• **Data for the task**:

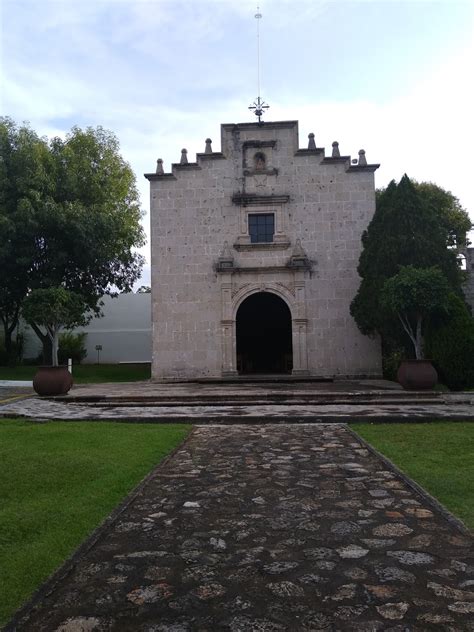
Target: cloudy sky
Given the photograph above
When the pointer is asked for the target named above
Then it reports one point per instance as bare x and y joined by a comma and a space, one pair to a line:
393, 77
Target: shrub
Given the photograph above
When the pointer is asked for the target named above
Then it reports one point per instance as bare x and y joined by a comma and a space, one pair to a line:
72, 346
16, 354
450, 345
391, 362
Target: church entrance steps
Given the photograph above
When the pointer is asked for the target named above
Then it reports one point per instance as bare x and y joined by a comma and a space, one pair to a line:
320, 399
248, 404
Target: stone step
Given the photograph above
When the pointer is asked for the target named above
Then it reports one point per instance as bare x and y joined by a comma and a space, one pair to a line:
273, 399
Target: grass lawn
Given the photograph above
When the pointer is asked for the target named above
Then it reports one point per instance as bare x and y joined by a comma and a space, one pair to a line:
438, 456
58, 481
86, 373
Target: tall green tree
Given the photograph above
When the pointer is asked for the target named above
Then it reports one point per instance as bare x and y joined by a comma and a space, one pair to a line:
407, 230
23, 187
81, 221
54, 309
453, 217
413, 295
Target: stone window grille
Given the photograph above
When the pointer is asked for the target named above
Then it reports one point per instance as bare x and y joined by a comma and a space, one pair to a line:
261, 227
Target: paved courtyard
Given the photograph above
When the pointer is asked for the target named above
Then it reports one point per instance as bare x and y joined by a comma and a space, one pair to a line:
268, 528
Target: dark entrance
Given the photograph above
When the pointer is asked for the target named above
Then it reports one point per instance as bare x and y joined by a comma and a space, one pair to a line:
264, 335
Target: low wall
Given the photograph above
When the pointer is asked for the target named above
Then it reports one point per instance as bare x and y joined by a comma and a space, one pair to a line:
124, 332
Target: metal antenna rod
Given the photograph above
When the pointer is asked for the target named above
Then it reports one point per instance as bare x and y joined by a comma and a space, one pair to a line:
258, 17
258, 106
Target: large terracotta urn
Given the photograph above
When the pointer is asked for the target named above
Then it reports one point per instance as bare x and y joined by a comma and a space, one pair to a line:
417, 375
52, 380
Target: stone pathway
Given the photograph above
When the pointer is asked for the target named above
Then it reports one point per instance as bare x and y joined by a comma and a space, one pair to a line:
266, 529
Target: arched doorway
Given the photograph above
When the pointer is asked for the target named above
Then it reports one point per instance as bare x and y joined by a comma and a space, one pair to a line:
264, 339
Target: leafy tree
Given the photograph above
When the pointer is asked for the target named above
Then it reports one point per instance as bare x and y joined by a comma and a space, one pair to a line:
450, 344
54, 309
413, 295
454, 219
23, 184
80, 221
405, 230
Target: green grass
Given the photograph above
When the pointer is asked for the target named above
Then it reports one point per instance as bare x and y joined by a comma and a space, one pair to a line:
86, 373
438, 456
58, 481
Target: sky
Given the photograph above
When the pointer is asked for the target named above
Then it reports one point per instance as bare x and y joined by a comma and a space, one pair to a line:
393, 77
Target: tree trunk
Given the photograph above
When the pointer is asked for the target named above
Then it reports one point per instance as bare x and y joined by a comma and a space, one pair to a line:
9, 326
46, 342
55, 346
419, 340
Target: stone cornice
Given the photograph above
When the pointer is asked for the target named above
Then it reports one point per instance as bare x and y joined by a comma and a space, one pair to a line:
159, 176
363, 168
310, 152
216, 155
263, 124
253, 199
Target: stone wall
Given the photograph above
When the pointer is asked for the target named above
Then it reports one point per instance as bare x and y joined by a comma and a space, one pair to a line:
203, 264
469, 285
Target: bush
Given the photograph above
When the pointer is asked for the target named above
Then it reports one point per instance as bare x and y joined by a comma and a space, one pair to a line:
16, 354
72, 346
450, 345
391, 362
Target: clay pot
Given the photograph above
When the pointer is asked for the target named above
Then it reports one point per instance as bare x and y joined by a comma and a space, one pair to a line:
417, 375
52, 380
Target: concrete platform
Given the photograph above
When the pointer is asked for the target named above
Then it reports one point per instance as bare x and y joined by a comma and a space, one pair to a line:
281, 402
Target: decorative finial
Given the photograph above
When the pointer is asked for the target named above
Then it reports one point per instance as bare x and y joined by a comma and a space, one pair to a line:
298, 249
258, 106
362, 158
226, 258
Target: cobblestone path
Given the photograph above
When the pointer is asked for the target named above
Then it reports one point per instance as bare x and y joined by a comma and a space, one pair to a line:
269, 528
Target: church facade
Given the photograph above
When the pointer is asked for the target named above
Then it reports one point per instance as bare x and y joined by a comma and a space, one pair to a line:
254, 253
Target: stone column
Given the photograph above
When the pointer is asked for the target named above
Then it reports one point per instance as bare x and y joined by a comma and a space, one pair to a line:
300, 352
227, 327
300, 326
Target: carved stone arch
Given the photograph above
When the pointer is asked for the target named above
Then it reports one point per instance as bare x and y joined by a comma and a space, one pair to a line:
275, 288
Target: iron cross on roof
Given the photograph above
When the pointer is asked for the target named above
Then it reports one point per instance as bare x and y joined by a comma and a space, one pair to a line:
259, 106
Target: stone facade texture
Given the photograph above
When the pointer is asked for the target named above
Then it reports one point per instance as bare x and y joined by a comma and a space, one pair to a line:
204, 266
469, 285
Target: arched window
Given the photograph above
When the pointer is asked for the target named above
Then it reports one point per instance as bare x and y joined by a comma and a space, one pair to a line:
260, 161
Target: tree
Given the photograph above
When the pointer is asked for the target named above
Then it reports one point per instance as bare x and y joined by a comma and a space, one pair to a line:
454, 219
413, 295
450, 344
55, 309
79, 221
23, 183
405, 230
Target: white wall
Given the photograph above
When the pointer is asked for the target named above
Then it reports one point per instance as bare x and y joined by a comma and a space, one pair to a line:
124, 331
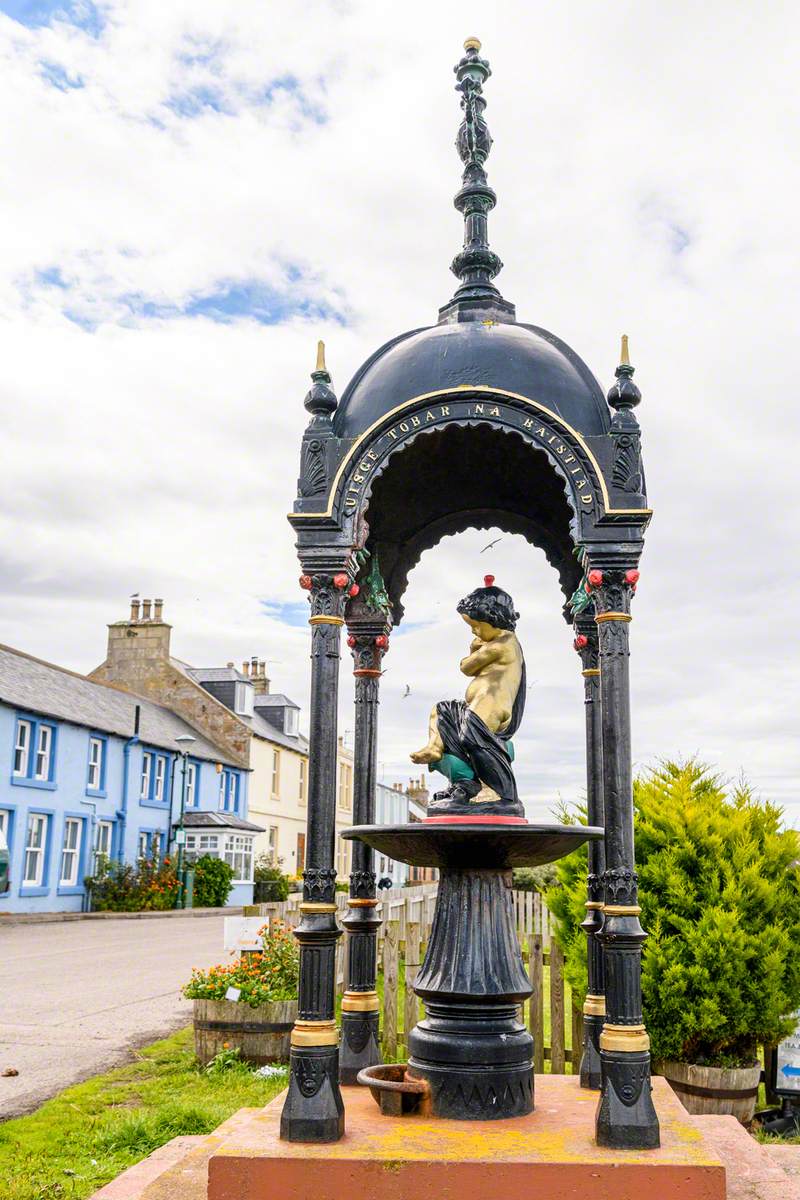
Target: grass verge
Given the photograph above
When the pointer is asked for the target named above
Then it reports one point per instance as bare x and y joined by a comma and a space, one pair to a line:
89, 1133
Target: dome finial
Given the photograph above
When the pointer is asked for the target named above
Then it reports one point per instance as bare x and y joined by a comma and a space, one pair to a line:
476, 264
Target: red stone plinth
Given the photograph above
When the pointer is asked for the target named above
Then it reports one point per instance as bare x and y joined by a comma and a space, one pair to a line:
551, 1153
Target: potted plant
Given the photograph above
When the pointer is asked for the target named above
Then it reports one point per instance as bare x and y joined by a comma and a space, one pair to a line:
258, 1021
720, 894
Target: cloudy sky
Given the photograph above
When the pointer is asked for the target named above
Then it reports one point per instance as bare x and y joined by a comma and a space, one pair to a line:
194, 191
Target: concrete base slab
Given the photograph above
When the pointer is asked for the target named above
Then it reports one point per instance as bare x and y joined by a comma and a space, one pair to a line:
548, 1153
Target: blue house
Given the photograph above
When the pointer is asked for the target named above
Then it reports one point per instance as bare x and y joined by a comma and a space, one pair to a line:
89, 769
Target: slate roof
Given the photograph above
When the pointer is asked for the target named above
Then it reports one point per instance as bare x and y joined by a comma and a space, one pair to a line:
197, 820
37, 687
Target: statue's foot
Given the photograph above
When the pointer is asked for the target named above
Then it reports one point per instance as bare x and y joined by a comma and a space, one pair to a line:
426, 755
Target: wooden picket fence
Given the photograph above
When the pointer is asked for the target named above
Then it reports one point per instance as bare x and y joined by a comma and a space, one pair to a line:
407, 918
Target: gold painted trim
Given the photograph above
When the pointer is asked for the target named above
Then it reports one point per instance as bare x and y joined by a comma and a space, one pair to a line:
360, 1002
458, 394
314, 1033
594, 1006
627, 1038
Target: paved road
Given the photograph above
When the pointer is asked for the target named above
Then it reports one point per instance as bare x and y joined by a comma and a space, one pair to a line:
77, 997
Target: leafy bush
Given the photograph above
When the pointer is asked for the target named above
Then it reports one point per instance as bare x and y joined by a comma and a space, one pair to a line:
270, 881
149, 886
260, 978
535, 879
720, 894
212, 882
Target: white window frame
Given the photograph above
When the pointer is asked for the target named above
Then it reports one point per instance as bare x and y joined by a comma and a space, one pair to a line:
96, 749
43, 759
71, 852
238, 852
22, 749
146, 775
161, 775
191, 785
35, 851
103, 841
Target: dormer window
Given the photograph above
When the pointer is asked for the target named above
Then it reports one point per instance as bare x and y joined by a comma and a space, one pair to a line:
244, 700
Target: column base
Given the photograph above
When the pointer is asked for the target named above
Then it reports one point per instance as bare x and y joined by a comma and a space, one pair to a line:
626, 1117
360, 1044
313, 1109
590, 1069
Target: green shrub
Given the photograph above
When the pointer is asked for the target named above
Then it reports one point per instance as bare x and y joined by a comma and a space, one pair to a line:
212, 882
260, 978
270, 881
149, 886
720, 895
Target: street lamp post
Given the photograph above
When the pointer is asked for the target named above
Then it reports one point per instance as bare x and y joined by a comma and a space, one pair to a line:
185, 742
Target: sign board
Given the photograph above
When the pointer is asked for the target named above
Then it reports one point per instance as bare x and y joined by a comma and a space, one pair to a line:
787, 1062
242, 934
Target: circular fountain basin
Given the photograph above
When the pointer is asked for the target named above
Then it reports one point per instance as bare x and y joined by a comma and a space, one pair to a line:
461, 845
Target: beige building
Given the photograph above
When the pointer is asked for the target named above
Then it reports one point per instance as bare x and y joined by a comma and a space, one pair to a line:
235, 708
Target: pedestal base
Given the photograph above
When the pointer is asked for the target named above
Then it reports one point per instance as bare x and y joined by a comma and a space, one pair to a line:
551, 1152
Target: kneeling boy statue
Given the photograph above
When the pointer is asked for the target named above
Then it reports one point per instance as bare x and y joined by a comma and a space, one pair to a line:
469, 741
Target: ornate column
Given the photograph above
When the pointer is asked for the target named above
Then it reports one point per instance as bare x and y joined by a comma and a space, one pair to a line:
313, 1110
368, 641
594, 1008
626, 1117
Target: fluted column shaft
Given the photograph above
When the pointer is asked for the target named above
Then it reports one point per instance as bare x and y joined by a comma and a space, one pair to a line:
368, 636
313, 1110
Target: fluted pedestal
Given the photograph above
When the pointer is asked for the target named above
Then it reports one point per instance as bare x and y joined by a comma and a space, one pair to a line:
471, 1048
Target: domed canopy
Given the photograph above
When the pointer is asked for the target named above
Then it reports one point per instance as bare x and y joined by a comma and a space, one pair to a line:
521, 360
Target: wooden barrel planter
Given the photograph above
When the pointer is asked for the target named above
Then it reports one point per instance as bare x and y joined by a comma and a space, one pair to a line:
262, 1035
722, 1091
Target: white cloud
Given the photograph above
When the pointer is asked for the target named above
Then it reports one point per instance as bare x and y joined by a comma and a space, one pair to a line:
647, 183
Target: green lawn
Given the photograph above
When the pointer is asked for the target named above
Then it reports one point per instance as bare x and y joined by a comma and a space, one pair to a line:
89, 1133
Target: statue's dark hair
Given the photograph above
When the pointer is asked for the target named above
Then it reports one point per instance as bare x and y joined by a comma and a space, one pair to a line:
492, 605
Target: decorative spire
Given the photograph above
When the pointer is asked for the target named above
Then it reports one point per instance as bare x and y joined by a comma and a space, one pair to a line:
320, 400
624, 394
476, 265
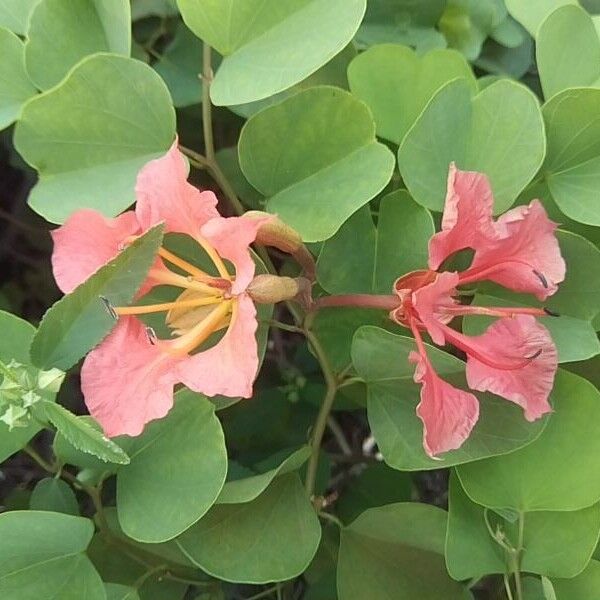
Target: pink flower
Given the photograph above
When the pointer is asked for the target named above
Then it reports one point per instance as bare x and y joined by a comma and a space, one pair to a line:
516, 357
128, 379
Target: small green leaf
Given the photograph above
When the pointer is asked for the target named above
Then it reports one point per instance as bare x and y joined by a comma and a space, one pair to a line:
90, 26
80, 320
89, 136
545, 475
81, 435
54, 495
381, 359
396, 551
499, 132
15, 85
568, 51
42, 556
265, 44
187, 449
319, 160
272, 538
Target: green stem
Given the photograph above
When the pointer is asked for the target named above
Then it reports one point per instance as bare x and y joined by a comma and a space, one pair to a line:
321, 422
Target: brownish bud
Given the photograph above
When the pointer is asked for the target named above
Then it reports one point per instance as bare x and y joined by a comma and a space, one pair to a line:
268, 289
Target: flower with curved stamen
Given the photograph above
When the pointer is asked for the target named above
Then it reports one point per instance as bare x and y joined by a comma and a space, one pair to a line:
515, 358
128, 379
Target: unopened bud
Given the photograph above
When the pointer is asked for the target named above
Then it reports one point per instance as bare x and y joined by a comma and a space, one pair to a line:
268, 289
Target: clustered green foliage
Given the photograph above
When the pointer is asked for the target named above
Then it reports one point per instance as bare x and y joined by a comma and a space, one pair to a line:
342, 117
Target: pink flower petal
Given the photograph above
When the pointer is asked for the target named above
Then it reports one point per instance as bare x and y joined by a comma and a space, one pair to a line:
467, 220
525, 255
228, 368
430, 302
509, 340
127, 381
163, 194
448, 413
231, 238
86, 242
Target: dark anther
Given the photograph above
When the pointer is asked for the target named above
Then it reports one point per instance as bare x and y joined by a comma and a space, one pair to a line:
541, 277
109, 308
151, 334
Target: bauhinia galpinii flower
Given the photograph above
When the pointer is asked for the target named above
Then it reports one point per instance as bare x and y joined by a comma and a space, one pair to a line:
515, 358
128, 379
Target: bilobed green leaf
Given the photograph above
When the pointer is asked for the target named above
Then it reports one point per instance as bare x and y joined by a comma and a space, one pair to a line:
397, 246
568, 51
14, 14
316, 157
54, 495
265, 42
89, 136
15, 85
272, 538
381, 359
81, 435
572, 167
246, 489
80, 320
532, 13
42, 556
185, 449
499, 132
62, 32
396, 551
396, 84
558, 471
557, 544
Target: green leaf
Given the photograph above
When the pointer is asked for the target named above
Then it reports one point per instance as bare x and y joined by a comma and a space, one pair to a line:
84, 26
381, 359
499, 132
272, 538
180, 66
246, 489
81, 435
396, 551
319, 161
551, 473
396, 84
187, 449
572, 167
15, 85
583, 587
568, 51
532, 13
396, 247
89, 136
54, 495
80, 320
14, 345
14, 14
265, 44
42, 556
403, 22
557, 544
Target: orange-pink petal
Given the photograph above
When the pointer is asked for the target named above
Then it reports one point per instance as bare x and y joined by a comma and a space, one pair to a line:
448, 413
520, 339
164, 194
126, 381
467, 220
86, 242
229, 368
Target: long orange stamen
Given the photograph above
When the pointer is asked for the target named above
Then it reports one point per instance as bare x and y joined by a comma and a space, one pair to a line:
165, 306
200, 332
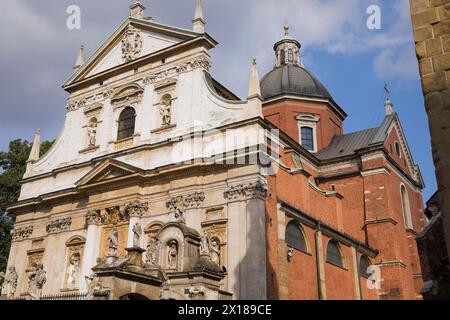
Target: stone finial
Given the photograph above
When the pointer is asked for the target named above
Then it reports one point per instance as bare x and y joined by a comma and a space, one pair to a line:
286, 29
137, 10
80, 59
389, 106
254, 89
198, 23
35, 149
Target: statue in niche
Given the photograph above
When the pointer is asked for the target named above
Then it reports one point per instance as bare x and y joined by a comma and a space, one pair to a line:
215, 251
172, 255
73, 270
113, 243
92, 133
93, 284
37, 277
137, 233
204, 245
152, 251
165, 110
10, 282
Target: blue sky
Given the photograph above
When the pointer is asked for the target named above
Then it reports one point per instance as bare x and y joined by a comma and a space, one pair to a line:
352, 61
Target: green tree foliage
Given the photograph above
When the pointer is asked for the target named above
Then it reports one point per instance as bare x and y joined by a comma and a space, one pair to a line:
12, 168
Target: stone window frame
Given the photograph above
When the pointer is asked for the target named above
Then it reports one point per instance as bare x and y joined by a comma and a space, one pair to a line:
73, 241
300, 227
363, 273
338, 246
308, 121
406, 207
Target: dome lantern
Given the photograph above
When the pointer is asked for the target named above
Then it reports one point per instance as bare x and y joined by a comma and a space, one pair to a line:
287, 50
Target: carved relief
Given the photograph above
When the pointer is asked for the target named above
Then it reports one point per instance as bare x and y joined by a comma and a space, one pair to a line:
10, 283
201, 62
37, 277
136, 208
59, 225
21, 233
113, 216
246, 191
132, 44
153, 247
127, 95
93, 217
75, 248
181, 203
165, 109
92, 132
172, 255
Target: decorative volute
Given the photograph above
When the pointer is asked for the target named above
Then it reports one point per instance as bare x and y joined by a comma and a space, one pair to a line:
287, 50
198, 23
137, 10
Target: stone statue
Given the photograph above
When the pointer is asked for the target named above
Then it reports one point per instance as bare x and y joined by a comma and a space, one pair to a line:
152, 251
92, 134
93, 284
172, 255
137, 233
204, 245
113, 243
73, 270
10, 283
166, 110
215, 251
37, 277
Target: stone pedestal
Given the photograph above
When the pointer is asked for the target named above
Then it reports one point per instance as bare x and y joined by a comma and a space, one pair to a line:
135, 255
111, 259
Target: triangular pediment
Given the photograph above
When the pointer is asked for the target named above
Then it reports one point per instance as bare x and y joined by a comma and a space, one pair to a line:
134, 39
108, 170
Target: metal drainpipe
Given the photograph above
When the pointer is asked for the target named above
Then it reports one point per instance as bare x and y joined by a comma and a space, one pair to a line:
319, 279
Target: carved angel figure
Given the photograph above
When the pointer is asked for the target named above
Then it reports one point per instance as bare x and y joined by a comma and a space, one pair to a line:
215, 251
137, 233
172, 255
73, 270
152, 251
10, 283
113, 243
37, 277
166, 110
92, 134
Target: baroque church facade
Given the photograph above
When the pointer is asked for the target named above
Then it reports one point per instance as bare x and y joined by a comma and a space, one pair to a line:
163, 184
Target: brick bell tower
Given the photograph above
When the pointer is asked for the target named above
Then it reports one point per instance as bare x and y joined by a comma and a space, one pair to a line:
297, 102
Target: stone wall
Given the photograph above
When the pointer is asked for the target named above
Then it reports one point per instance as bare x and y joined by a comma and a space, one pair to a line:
431, 23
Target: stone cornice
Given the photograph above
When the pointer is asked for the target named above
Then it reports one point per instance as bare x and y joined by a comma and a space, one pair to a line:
246, 191
59, 225
23, 233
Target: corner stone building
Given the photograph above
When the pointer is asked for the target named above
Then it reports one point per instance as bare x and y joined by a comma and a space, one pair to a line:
165, 185
431, 24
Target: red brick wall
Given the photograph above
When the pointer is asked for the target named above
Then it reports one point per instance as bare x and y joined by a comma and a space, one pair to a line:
282, 113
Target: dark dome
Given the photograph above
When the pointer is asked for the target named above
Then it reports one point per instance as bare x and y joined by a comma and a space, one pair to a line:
294, 80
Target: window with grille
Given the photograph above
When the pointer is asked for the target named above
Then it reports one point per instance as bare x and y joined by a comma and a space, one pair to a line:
334, 255
295, 237
127, 121
307, 138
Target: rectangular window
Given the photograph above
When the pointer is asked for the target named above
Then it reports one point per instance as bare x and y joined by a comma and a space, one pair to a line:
307, 138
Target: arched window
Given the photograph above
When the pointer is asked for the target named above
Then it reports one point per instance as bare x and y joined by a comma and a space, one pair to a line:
295, 238
364, 264
406, 207
283, 57
290, 55
334, 255
126, 123
307, 134
397, 149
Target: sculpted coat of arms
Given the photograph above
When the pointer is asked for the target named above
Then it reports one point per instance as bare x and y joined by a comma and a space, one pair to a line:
131, 44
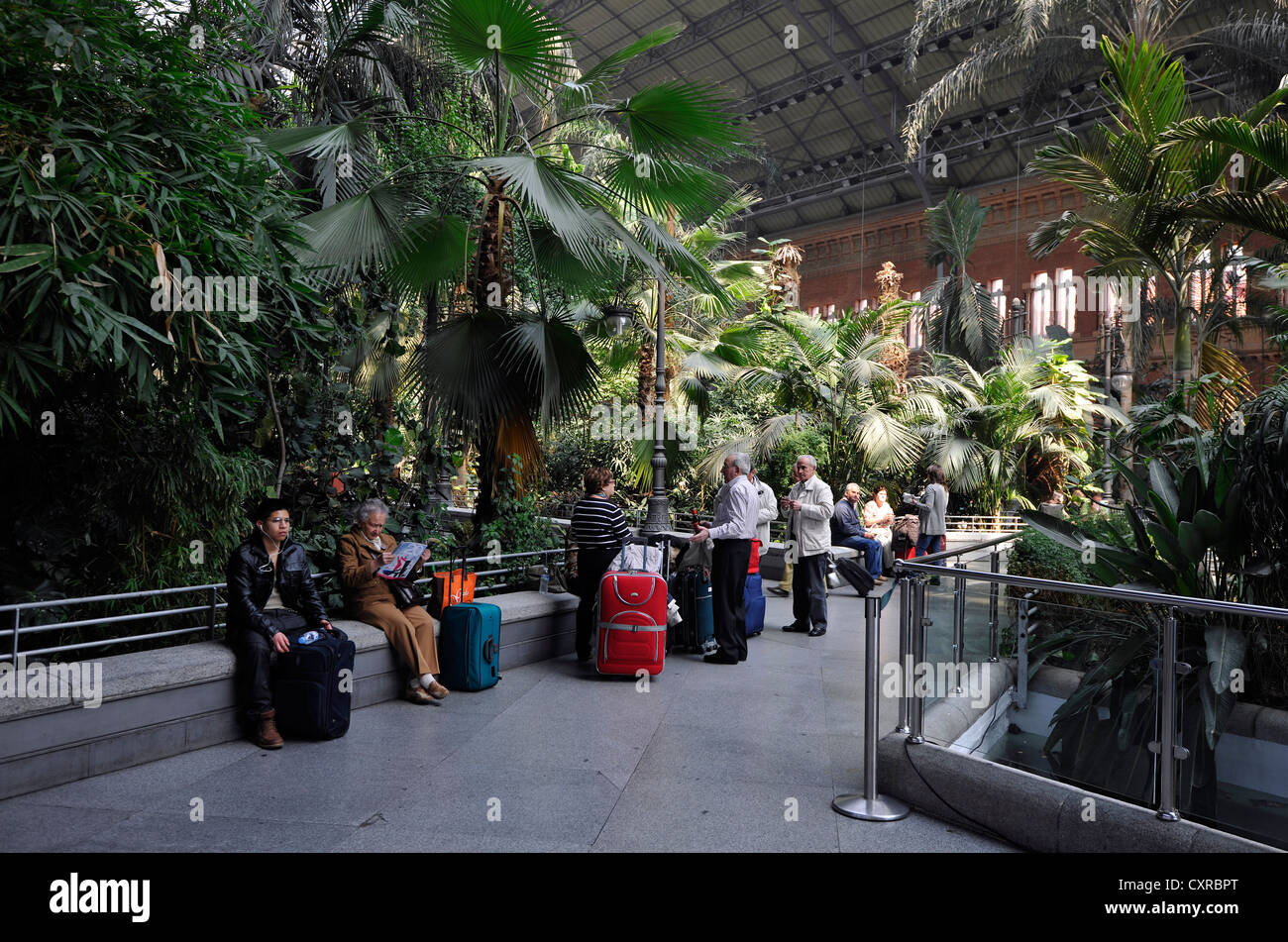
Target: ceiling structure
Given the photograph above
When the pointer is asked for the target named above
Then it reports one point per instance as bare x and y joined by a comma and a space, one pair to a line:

• **Problem to solve**: Pictures are not part of the copy; reproduce exactly and only the lines from the line containing "Target: window with grille" through the end of the listing.

• **Exercise solution**:
Target: window with grille
Given the photograph above
When the pointer is asked for the target named above
Then it reports one point per instance as bare x and y joined by a comma and a space, one pair to a line:
334, 255
295, 237
127, 121
307, 138
Target: rectangular window
Given the photograph above
When the pointer is asked for the target named above
Then it reports one point per instance as bare x and y joined by a comma and a space, one pair to a line:
307, 138
Target: arched window
Given the photograph above
When the pointer is asked for the target named above
Then it reports one point per instance as bare x and y joined by a comma and a space, one pair to a line:
295, 238
364, 264
406, 207
283, 57
290, 55
334, 255
126, 123
307, 134
397, 149
Target: sculpted coat of arms
Given the photograph above
When the pointer is asked for the target named above
Then it reports one point per instance as bare x and y joined by a comma and a space, one pair to a line:
131, 44
Target: ceiling structure
Given the photograph above
When the pointer is asked for the target named above
Then it reports one point per instance as bare x and y joined by a comma and a space, one pair to a line:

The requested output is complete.